Goal: Please copy out the records below line for line, leaving out the pictures.

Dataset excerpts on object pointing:
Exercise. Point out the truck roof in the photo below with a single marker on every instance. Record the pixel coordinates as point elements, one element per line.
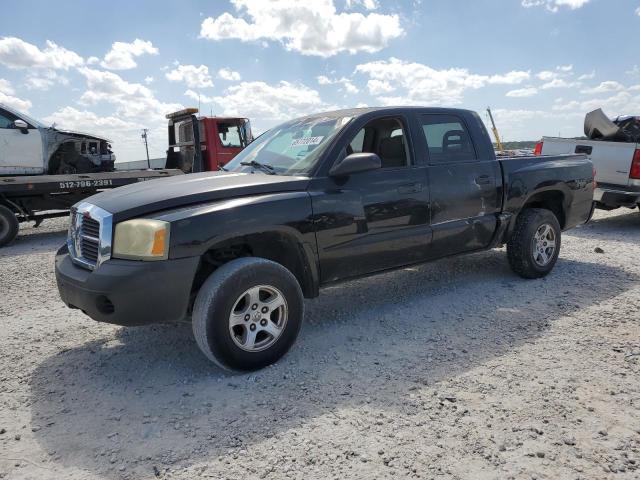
<point>356,112</point>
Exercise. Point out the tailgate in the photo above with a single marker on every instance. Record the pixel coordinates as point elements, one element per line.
<point>612,160</point>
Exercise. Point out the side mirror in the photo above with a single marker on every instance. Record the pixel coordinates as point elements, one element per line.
<point>21,125</point>
<point>356,163</point>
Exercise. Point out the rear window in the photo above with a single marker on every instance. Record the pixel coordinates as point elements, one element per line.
<point>448,139</point>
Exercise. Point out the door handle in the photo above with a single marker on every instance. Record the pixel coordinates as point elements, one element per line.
<point>410,188</point>
<point>483,180</point>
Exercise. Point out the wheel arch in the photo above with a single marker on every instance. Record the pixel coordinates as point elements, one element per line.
<point>281,244</point>
<point>552,199</point>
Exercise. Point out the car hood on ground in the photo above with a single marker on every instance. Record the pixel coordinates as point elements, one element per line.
<point>153,196</point>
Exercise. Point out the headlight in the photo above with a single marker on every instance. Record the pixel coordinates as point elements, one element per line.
<point>141,239</point>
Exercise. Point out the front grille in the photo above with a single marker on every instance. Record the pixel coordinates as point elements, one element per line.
<point>89,250</point>
<point>90,227</point>
<point>89,238</point>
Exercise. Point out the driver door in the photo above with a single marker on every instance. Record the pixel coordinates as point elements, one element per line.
<point>374,220</point>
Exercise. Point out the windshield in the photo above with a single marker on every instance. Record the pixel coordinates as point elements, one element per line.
<point>23,116</point>
<point>291,148</point>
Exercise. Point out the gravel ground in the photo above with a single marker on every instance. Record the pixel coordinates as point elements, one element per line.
<point>456,369</point>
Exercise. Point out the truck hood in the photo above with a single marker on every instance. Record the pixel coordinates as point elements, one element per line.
<point>166,193</point>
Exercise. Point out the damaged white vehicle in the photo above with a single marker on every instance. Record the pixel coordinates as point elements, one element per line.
<point>27,147</point>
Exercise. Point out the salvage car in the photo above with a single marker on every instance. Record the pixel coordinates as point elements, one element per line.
<point>311,202</point>
<point>614,148</point>
<point>28,147</point>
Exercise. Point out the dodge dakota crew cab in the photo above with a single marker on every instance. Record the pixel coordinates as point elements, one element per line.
<point>313,201</point>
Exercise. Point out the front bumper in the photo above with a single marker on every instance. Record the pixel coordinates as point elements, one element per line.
<point>127,292</point>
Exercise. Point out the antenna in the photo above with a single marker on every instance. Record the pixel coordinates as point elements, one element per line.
<point>495,131</point>
<point>146,145</point>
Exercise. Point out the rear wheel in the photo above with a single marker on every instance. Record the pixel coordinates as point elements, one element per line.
<point>248,314</point>
<point>534,246</point>
<point>9,226</point>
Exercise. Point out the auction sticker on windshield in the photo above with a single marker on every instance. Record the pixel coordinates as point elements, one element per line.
<point>299,142</point>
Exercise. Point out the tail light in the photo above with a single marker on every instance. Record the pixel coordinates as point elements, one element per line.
<point>635,165</point>
<point>538,149</point>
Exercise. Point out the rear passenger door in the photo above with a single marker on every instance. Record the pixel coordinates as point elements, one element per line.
<point>464,188</point>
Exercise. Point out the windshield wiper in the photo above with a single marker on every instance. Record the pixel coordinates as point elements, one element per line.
<point>265,167</point>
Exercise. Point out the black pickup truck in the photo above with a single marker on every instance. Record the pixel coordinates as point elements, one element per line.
<point>313,201</point>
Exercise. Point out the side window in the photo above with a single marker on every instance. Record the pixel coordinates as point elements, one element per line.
<point>229,135</point>
<point>357,144</point>
<point>448,139</point>
<point>6,119</point>
<point>385,137</point>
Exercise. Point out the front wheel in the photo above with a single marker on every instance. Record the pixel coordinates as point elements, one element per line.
<point>534,245</point>
<point>9,226</point>
<point>247,314</point>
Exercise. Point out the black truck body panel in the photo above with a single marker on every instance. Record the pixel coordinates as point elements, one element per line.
<point>340,228</point>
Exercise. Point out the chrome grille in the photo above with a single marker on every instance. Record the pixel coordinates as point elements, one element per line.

Expected answer:
Exercise. Point out the truck roof in the photo below with a single marker on every instance. Record the pixel coordinates as point elements, one element per line.
<point>356,112</point>
Exercise. Point out the tailgate in the photo above with a single marker on every instance. Record the pixel coordinates as point elements, one element per line.
<point>612,160</point>
Exercise. Point out the side mirror in the photo above with a single marker on every instance. Record the pixel coordinates as point elements, one element per line.
<point>21,125</point>
<point>356,163</point>
Exercise. Point out the rear window in the photo above with a single marker on every instance. Record the pixel coordinates as point elements, one element per line.
<point>448,139</point>
Exercise. Point out the door handle in the photo above with a single marker on every instance. Record the pixel coordinates as point elements, one element per line.
<point>410,188</point>
<point>483,180</point>
Exercise. Point out the wheel arch in the photo above with a single marker on every instance. Record the pixel coordinates as point elements, one element per line.
<point>281,244</point>
<point>552,199</point>
Exercise. Point out the car hood on ground in the photo above with a single marker on every instance. Record the pixel coordinates as point elements, one element per line.
<point>153,196</point>
Exercise. Point out the headlight in the photo above with a single marker on every instance. Record the pixel coordinates as point elements, one element per line.
<point>141,239</point>
Exercise. Point out the front grille in the photo above with a single marker on every instance. Record the pixel coordinates as point elements, one element per line.
<point>89,250</point>
<point>90,227</point>
<point>89,238</point>
Exercise. Point out the driver door in the photo above with a single marker on every instance. Record the pixel coordinates as point elements, one element per line.
<point>374,220</point>
Exercise. Point out the windshield in the photo above with a single marker on every instance. Record the pixel coordinates as point elements, one element per line.
<point>23,116</point>
<point>291,148</point>
Exercise. Point out the gravel ground in the photo above with a single marker on every instance. Record the pixel coordinates as point elements, one element per line.
<point>456,369</point>
Exercise. Point out the truck hood in the photo above with a single marker on every instance. Record the pixel coordinates as point elements, one element per line.
<point>166,193</point>
Exercise. Point out the damaged white vehicle in the photo above with a single marker on every instance. Record the pixel coordinates as point elements, one element per line.
<point>27,147</point>
Exercise. Point out the salvage car in the photo above with a single marker on every instance. Record the pixel coordinates as point elements, one element per line.
<point>311,202</point>
<point>614,148</point>
<point>28,147</point>
Exercise. Point out the dodge dakota crew cab in the photo above with a single marker on every instance. Record the pixel coordinates as point elements, one element per line.
<point>313,201</point>
Exercise. Point out the front bumper in the photo above with a single marker on every instance. Record the pixel coordinates as point elements, one element per line.
<point>127,292</point>
Exercise. Point out the antenna in the photo above with a single marker on every instance. Record the pixel coordinates as point elements, one element per line.
<point>495,131</point>
<point>146,145</point>
Exercise. Point out the rear wheel in the photo above with a single marker on every instance. Record the pixel coordinates as point elements, one element per line.
<point>248,314</point>
<point>534,246</point>
<point>9,226</point>
Exercise. Point out the auction sticker on windshield in the photo above with a single marker on every instance. Record the pixel coordinates as point elements, one element per line.
<point>299,142</point>
Exercise. Point out the tail light in the photo above with a single marker on every instance. Record the pixel coordinates as point elements, one element per line.
<point>635,165</point>
<point>538,149</point>
Exercise. Point out the rear passenger door in the photo above with a single marker on every instance. Record the pixel coordinates as point elements, one element per line.
<point>464,188</point>
Exercise. Point out the windshield wiper in the photo above with a single marker on every instance. Record the pixel coordinates as point elements, one element per line.
<point>265,167</point>
Exercise. Point out the black pickup truck in the photo above with a single marker on every instance. Record the pixel coordinates as point elements, one element per line.
<point>313,201</point>
Exercise. Point out the side window in the photo above with a single marker on every instance. Record the pixel coordinates as point elements, one element per line.
<point>229,135</point>
<point>357,144</point>
<point>448,139</point>
<point>6,119</point>
<point>385,137</point>
Exercise. Point out the front wheel in the photo above with a single marker on every instance. Record the pixel coordinates as point elements, one element per line.
<point>534,245</point>
<point>9,226</point>
<point>247,314</point>
Exercise. Point out the black truck body panel in the photo above with a single marker on every instance. Record the pixel coordinates as point elements, one element per line.
<point>340,228</point>
Exercise. Point out the chrome grille in the photo above with a single marker on every instance. Record the pixel coordinates as point elements, one element per line.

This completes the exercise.